Available logo

Brookfield report forecasts $7T in AI infrastructure — and every node is a security risk

September 17, 2025
long hallway with glass doors leading to another room

AI infrastructure is scaling at breakneck speed, with massive investment fueling new data centers, GPU clusters, and edge systems. That growth also expands the attack surface, raising the risk of costly breaches, operational disruption, and compromised trust for organizations across industries.

Building the Backbone of AI,” a new report by Brookfield, a global investment firm whose Brookfield Asset Management (BAM) division boasts more than $1T in assets under management (AUM), estimates that more than $7 trillion will be invested in AI infrastructure over the next decade — spanning upgraded power grids, global connectivity from fiber and telecommunications to satellites, and modular hardware designed to keep pace with rapid innovation. 

This expansion is actively multiplying the attack surface. Every new node, from hyperscale cloud facilities to portable edge units, introduces fresh opportunities for cyber and physical threats. (Crucially, our SanQtum cybersecurity solution secures nodes as this attack surface expands and infrastructure becomes more distributed.) And as AI gets baked into more software and apps that didn't have it before, the digital attack surface multiplies, too — making every added piece of intelligence an exponential vulnerability multiplier.

For leaders across industries like healthcare, energy, industrial, financial, government, manufacturing, and transportation and logistics, it’s critical to understand the scope of this emerging threat landscape.

Key trends from Brookfield’s report — and their cybersecurity implications

The Brookfield report — which outlines opportunities to invest in the infrastructure that is expected to support the next industrial revolution — sheds detailed light on key trends with deep implications for cybersecurity.

  1. Inference will dominate AI workloads by 2030. The report forecasts that most compute will soon be spent on inference, not training. AI inference is the ability of a trained AI model to recognize patterns and draw conclusions from information it hasn’t seen before. It underpins many of AI’s most exciting applications, such as generative AI, and allows models to imitate the way people think, reason, and respond to prompts.

    While AI training typically occurs in centralized, hyperscale cloud data centers, inference increasingly happens at the edge — on distributed, sometimes portable devices that require near real-time, ultra-low latency access to compute resources. 

    This shift means that model integrity, runtime protection, and on-device data security will be just as important as securing training pipelines in centralized environments.
  2. Distributed deployment expands the attack surface. Edge systems, mobile units, and geographically scattered nodes offer inherent security advantages — deployments with limited access points can be more resilient against cyber attacks targeting centralized infrastructure like telecom networks or power grids. But distributed deployments are also often physically exposed, harder to monitor, and attractive targets for theft or tampering.

    These mixed advantages and risks require security strategies that go beyond traditional firewalls, demanding comprehensive protection to address firmware, hardware, and physical threats simultaneously.
  3. Hardware must be built for upgradeability. Brookfield’s report emphasizes modular, upgradeable hardware to keep pace with AI innovation. This imperative for adaptability extends directly to cybersecurity systems, which must be designed with the same flexibility in mind. Security architectures need trust anchors, cryptographic modules, and firmware that can be upgraded or replaced without disrupting operations, while organizations must stay current with emerging technologies, and be prepared to deploy them accordingly.

Available data =
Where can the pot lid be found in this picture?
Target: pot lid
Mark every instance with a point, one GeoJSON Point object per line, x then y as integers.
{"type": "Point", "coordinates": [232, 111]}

Challenges =
1/ According to the article on AI infrastructure security, how much does the Brookfield report estimate will be invested in AI infrastructure over the next decade?
2/ Write the next part of the article on AI infrastructure security, picking up after its last sentence.

Results by task =
1/ More than $7 trillion.

2/
    Implementing a trusted cybersecurity SaaS strategy can give you the power of the most robust technology, while freeing you from having to invest directly in the hardware or constantly monitor for updates. For example, as a managed service, SanQtum and SanQtum AI take care of this for you. We’ve designed our hardware to be modular, so we can swap and upgrade switches, routers, chips, and other components. But you don’t need to worry about that. We handle the headache, just as if we were updating software.
  4. Cyber-physical convergence increases risk. AI infrastructure relies on integrated systems like IoT cooling sensors, power distribution, and robotics. Each system adds new cyber-entry points and interdependencies. This convergence means that edge security must evolve beyond traditional software patches, including tamper detection, geofencing, robust encryption, and rapid remote wipe capabilities that can respond to threats across both digital and physical domains.

Security priorities for edge AI stakeholders

Whether building AI infrastructure or deploying it, all organizations need zero trust architecture and robust security practices. Beyond these fundamentals, here are priorities by role:

For infrastructure providers:

  • Embed hardware roots of trust in AI accelerators and ensure supply chain transparency.
  • Harden distributed units with physical protections like locks, GPS tracking, and kill switches.
  • Design failover capabilities so operation continues even if core networks are compromised.

For enterprise AI deployers:

  • Implement quantum-resilient encryption to protect against current and future threats.
  • Deploy continuous threat monitoring that can isolate emerging threats in real time.

Why now is the time to defend your organization

Brookfield’s report on the trillions pouring into AI infrastructure investment highlights how massive and distributed growth will be — and with that scale comes a wider range of potential attack surfaces. Many organizations are rushing to deploy AI infrastructure and models without prioritizing security from the outset, waiting until deployment risks unpatchable vulnerabilities and exposes critical models, data, and physical systems to attack. 

Now is the time to build in zero trust cybersecurity. Unsecured AI is an inexcusable, massive risk. AI infrastructure, model training, and inference need to grow hand-in-glove with cutting-edge cyber protections to stay ahead of risks that have never been greater.